● **Required work**
a - Do these statements agree with the excerpt below on laser hardening of S355J2G3 steel? For each, answer yes or no and quote the deciding words of the excerpt. (i) The workpiece partly melts during phase transformation hardening. (ii) A two-dimensional Gaussian heat source is used as the heat source model. (iii) The process increases the residual stress and surface roughness of the material surface.
b - Continue the excerpt on laser hardening of S355J2G3 steel, picking up right after Table 1.

— start of Excerpt —

Therefore, laser phase transformation hardening of S355J2G3 steel is investigated through a combination of experimental and simulation approaches. Microstructural analysis and performance characterization of the hardened samples were conducted using metallographic and scanning electron microscopy, hardness testing, and other analytical techniques. Finite element simulation was employed to analyze temperature variations within the hardened zone during the laser phase transformation hardening process and to examine the evolution of metallographic phases. The simulation also tracked the volume fraction changes in various phases during two-track overlay hardening to assess whether the process outcomes meet the desired performance criteria. Furthermore, the optimal overlap rate for a specific set of laser parameters was identified, providing valuable insights for the design and optimization of laser phase transformation hardening processes.

2. Materials and Methods

2.1. Heat Source Model

During laser phase transformation hardening, the temperature remains below the material’s melting point, preventing any melting throughout the process. The workpiece remains entirely in the solid state during phase transformation hardening. Consequently, the heat conduction partial differential equation provides a mathematical framework for describing the temperature field during laser phase transformation hardening. In this process, the laser irradiates the specimen surface in the form of a spot, with the heat flux density distribution within the circular spot approximately following a Gaussian distribution function [8]. The heat is primarily concentrated at the center of the spot and diffuses longitudinally into the material’s depth. Laser phase transformation hardening can improve the hardness and wear resistance of the specimen surface through micro-melting treatment, while increasing the width and depth of the hardened layer. However, this process also increases the residual stress and surface roughness of the material surface. In the experimental expectations, the specimen surface should not exhibit melting phenomena. The 2D Gaussian heat source model is suitable for simulating the situation where the sample surface does not melt under laser exposure. Therefore, a two-dimensional Gaussian heat source (Figure 1) is employed as the heat source model for laser phase transformation hardening. The temperature field during this process can be described by the following heat conduction partial differential equation:

$${\displaystyle \frac{\partial }{\partial x}}\left(\lambda {\displaystyle \frac{\partial T}{\partial x}}\right)+{\displaystyle \frac{\partial }{\partial y}}(\lambda {\displaystyle \frac{\partial T}{\partial y}})+{\displaystyle \frac{\partial }{\partial \mathrm{z}}}\left(\lambda {\displaystyle \frac{\partial T}{\partial \mathrm{z}}}\right)+Q(x, y, z, t)=\rho C_p{\displaystyle \frac{\partial T}{\partial t}}$$

(1)

where $C_p$ is the heat capacity, $Q(x, y, z, t)$ is the latent heat of phase transformation, $\rho$ is the material density, $\lambda$ is the thermal conductivity.

2.2. Establishment of the Numerical Model

The experimental material selected for this study is cast S355J2G3 steel, with its main chemical composition listed in

Table 1. S355J2G3 chemical composition (mass fraction, %).

Material	C	Si	Mn	S	P	Fe
Concentration	0.18	0.45	1.35	0.032	0.036	Bal.

— end of Excerpt —
— start of Stored data —

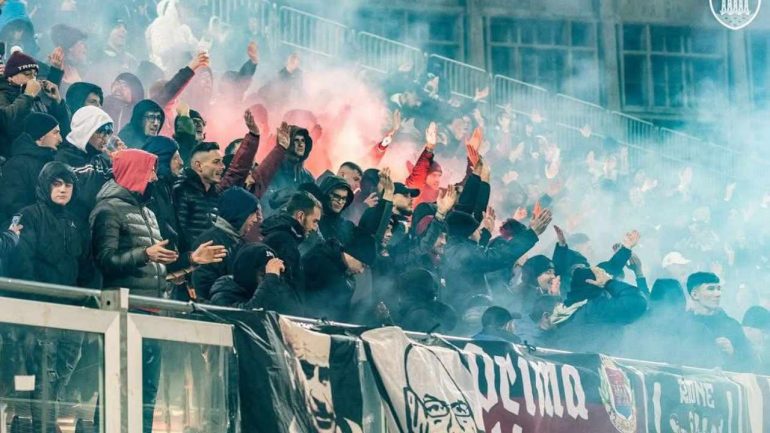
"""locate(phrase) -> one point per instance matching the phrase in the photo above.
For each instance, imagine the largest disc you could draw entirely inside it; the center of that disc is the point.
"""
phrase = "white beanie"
(85, 123)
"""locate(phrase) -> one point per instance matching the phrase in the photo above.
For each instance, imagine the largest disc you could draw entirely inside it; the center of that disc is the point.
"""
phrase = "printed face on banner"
(311, 365)
(434, 401)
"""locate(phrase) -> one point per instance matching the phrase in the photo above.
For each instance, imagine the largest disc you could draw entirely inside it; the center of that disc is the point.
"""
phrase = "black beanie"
(461, 224)
(249, 260)
(39, 124)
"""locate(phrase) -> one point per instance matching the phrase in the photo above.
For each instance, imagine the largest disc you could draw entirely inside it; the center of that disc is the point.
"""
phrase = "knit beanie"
(363, 247)
(39, 124)
(66, 36)
(534, 267)
(235, 206)
(250, 259)
(18, 63)
(164, 148)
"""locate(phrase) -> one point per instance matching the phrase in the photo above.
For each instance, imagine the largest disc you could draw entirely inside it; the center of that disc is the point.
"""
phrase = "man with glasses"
(146, 122)
(705, 291)
(20, 94)
(85, 149)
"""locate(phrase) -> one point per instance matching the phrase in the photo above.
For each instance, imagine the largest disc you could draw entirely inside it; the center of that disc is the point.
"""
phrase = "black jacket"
(598, 325)
(15, 106)
(52, 248)
(123, 228)
(328, 290)
(93, 169)
(719, 325)
(20, 172)
(465, 263)
(283, 234)
(196, 208)
(222, 233)
(133, 133)
(334, 225)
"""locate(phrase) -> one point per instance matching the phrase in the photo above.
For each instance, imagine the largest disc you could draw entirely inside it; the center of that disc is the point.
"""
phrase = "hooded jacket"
(279, 173)
(119, 110)
(52, 248)
(15, 106)
(328, 290)
(235, 205)
(92, 167)
(245, 289)
(123, 228)
(78, 93)
(465, 262)
(20, 173)
(133, 133)
(334, 225)
(284, 234)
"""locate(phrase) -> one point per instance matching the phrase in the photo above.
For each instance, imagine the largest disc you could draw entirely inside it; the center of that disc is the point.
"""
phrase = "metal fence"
(463, 79)
(311, 33)
(385, 56)
(325, 40)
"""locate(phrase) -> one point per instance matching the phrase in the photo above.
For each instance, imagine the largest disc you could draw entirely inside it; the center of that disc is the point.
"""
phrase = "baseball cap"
(674, 258)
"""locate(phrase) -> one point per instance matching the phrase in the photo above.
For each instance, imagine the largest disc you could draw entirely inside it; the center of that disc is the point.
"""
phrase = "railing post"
(115, 402)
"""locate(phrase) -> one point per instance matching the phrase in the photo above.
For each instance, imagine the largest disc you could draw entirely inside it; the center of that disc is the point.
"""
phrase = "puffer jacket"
(92, 167)
(20, 172)
(52, 248)
(196, 208)
(15, 106)
(289, 175)
(333, 225)
(123, 228)
(133, 133)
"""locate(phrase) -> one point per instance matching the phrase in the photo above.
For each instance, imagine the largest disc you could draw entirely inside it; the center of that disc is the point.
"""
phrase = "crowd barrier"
(323, 39)
(223, 370)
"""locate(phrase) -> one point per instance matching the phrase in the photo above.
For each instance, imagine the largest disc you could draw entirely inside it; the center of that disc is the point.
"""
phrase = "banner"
(293, 379)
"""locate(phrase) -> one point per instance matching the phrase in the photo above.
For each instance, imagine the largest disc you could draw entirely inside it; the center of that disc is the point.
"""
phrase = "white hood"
(85, 122)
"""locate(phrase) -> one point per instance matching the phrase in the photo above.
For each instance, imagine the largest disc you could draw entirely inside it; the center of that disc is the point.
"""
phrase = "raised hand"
(207, 253)
(431, 136)
(540, 222)
(159, 254)
(251, 124)
(284, 136)
(631, 239)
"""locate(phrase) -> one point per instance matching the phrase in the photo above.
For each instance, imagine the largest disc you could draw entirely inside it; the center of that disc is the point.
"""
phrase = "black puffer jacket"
(15, 106)
(123, 228)
(20, 172)
(283, 234)
(333, 225)
(196, 208)
(291, 172)
(52, 247)
(133, 133)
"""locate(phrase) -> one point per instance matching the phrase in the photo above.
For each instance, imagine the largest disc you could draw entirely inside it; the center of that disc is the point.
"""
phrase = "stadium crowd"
(110, 179)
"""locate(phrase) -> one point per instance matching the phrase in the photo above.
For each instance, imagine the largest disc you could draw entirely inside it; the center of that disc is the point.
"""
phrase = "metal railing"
(324, 40)
(385, 56)
(311, 33)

— end of Stored data —

● **Answers provided**
a -
(i) No: "The workpiece remains entirely in the solid state during phase transformation hardening."
(ii) Yes: "a two-dimensional Gaussian heat source (Figure 1) is employed as the heat source model for laser phase transformation hardening."
(iii) Yes: "this process also increases the residual stress and surface roughness of the material surface."

b -
[18]. During laser processing, the material undergoes rapid temperature fluctuations, leading to significant changes in its thermal and physical properties. These properties vary with temperature due to the heat input, and it is essential to account for this variation in the simulation process. The thermal and physical properties of the material are influenced by the different phases present, and together they define the overall properties of the S355J2G3 steel. The temperature-dependent variations in the thermal and physical properties of S355J2G3 steel are illustrated in Figure 2. The interaction between laser and S355J2G3 metal is essentially a coupling process between photon energy and the metal’s microstructure (crystal lattice, electrons, and second phases). From the perspective of photonics, it can be elaborated into the following mechanisms: the selectivity of photon absorption and energy transfer paths, the spatial distribution effect of photon scattering, the nonlinear optical effects under high power, and the quantitative laws of photon energy deposition. These mechanisms reveal the intrinsic connection between laser photon characteristics (wavelength, intensity, pulse characteristics) and the evolution of S355J2G3’s microstructure, providing theoretical support for optimizing the process parameters of laser phase transformation hardening. Phase Transformation Kinetics are determined from the SYSWELD2019 software’s own database. The integrated JMAK (austenitization) and Koistinen–Marburger (martensitic transformation) models can be extended by user-defined subroutines (UDS).

A simulation model for single-pass laser phase transformation hardening was developed using Visual-Mesh to construct a rectangular model, which was then discretized with rectangular elements, as depicted in Figure 3. Due to the steep temperature gradients in the phase transformation zone induced by the laser spot, compared to the smaller temperature gradients in the heat-affected zone and base material caused by delayed heat transfer, steps were taken to enhance the simulation efficiency. This was achieved by reasonably reducing the specimen size and applying a finer mesh to the surface within the phase transformation area, transitioning gradually to a coarser mesh in the non-phase transformation areas. The specimen dimensions are 35 mm × 30 mm × 10 mm. The orange section represents the Gaussian 2D laser heat source model, the red arrow indicates the movement direction of the laser spot, and the yellow dashed box marks the thermal influence zone, which was designated in the software to receive the heat input. During the simulation, the bottom surface of the specimen was fixed, all external surfaces were treated as cooling surfaces, and the cooling period was set to 150 s.

3. Results and Discussion

3.1. Temperature Field Simulation Analysis of Laser Phase Transformation Hardening Process

S355J2G3 is a widely used structural steel with a melting point similar to that of ordinary carbon steel, approximately 1420–1460 °C. During laser phase transformation hardening, the workpiece surface is heated to just below the melting point. Consequently, in the simulation, the maximum temperature does not exceed 1400 °C [16]. Prior to the laser hardening experiments, the specimen surface is polished, cleaned with ethanol, and dried. A blackening treatment is then applied to the surface. The black coating material used in this study has an absorption rate of approximately 90% to 95%. For the laser phase transformation hardening simulation, the material’s laser energy absorption rate is set at 93%. Based on the optimal power range of the GLS-I B-type CO₂ laser used in the experiment, the process parameters for the simulation are detailed in

Table 2. Experimental parameters of single laser quenching.

Laser Irradiation Power (W)	Scanning Speed (mm/s)	Spot Diameter Φ (mm)	Overlapping Ratio
1000	20	6	/

.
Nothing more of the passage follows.